DIFFUSION PROBABILISTIC MODELING OF PROTEIN BACKBONES IN 3D FOR THE MOTIF-SCAFFOLDING PROBLEM

Abstract

Construction of a scaffold structure that supports a desired motif, conferring protein function, shows promise for the design of vaccines and enzymes. But a general solution to this motif-scaffolding problem remains open. Current machine-learning techniques for scaffold design are either limited to unrealistically small scaffolds (up to length 20) or struggle to produce multiple diverse scaffolds. We propose to learn a distribution over diverse and longer protein backbone structures via an E(3)equivariant graph neural network. We develop SMCDiff to efficiently sample scaffolds from this distribution conditioned on a given motif; our algorithm is the first to theoretically guarantee conditional samples from a diffusion model in the largecompute limit. We evaluate our designed backbones by how well they align with AlphaFold2-predicted structures. We show that our method can (1) sample scaffolds up to 80 residues and (2) achieve structurally diverse scaffolds for a fixed motif.

**Data section**:

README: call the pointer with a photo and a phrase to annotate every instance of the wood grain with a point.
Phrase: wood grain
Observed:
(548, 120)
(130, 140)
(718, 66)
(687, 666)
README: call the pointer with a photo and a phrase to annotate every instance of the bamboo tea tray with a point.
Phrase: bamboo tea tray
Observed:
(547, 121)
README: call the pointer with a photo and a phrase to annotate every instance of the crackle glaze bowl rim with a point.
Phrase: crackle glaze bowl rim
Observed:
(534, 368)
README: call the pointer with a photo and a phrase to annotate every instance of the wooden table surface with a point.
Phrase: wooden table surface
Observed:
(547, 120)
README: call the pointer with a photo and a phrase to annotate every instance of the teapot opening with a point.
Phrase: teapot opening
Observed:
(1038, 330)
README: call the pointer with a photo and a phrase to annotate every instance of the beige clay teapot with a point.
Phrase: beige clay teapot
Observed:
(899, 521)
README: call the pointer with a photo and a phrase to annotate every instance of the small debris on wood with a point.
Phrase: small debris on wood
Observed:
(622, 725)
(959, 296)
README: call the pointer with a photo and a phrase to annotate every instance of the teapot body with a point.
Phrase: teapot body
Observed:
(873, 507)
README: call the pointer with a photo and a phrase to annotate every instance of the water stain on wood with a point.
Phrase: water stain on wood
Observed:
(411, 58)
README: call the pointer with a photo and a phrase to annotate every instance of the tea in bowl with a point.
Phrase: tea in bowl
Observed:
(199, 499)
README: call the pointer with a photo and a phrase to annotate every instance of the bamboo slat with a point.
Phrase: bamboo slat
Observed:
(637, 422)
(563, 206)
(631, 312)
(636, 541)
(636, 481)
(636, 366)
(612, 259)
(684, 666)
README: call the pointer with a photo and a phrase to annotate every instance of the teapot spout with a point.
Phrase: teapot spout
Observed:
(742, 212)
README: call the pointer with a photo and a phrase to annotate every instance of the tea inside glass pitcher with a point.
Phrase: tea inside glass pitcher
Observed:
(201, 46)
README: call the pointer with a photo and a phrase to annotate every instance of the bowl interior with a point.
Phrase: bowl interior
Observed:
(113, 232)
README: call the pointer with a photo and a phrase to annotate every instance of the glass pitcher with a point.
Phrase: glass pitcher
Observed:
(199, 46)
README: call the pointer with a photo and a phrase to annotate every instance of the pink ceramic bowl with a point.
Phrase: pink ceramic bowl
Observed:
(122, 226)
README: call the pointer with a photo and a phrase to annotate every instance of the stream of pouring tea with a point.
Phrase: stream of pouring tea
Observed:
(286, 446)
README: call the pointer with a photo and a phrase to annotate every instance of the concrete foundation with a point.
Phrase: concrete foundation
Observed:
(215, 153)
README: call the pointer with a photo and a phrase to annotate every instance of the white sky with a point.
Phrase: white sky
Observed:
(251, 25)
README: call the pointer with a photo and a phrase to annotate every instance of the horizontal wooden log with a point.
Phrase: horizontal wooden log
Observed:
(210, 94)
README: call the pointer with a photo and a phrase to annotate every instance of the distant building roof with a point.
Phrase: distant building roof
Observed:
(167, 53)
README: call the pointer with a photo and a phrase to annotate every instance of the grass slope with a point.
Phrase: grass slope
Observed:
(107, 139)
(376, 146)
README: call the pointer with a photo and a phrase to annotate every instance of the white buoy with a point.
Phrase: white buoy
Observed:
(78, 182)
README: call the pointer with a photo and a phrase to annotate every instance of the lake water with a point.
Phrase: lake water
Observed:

**Task requirements**:
1) According to the protein backbone abstract, up to how many residues long can the method's sampled scaffolds be?
2) In the protein backbone abstract, rewrite the paragraph that begins "Construction of a scaffold structure" as a short list that keeps its main facts.
The lines have nothing to do with the protein backbone abstract.

**Solutions to each task**:
1) Up to 80 residues.

2)
- Building a scaffold that supports a desired motif shows promise for designing vaccines and enzymes, but no general solution exists yet.
- Current machine-learning methods either handle only small scaffolds (up to length 20) or struggle to produce diverse scaffolds.
- The authors learn a distribution over diverse, longer protein backbones with a graph neural network.
- Their SMCDiff algorithm samples scaffolds conditioned on a given motif. It is the first to theoretically guarantee conditional samples from a diffusion model in the large-compute limit.
- Designed backbones are judged by how well they align with AlphaFold2-predicted structures.
- The method samples scaffolds up to 80 residues and produces structurally diverse scaffolds for a fixed motif.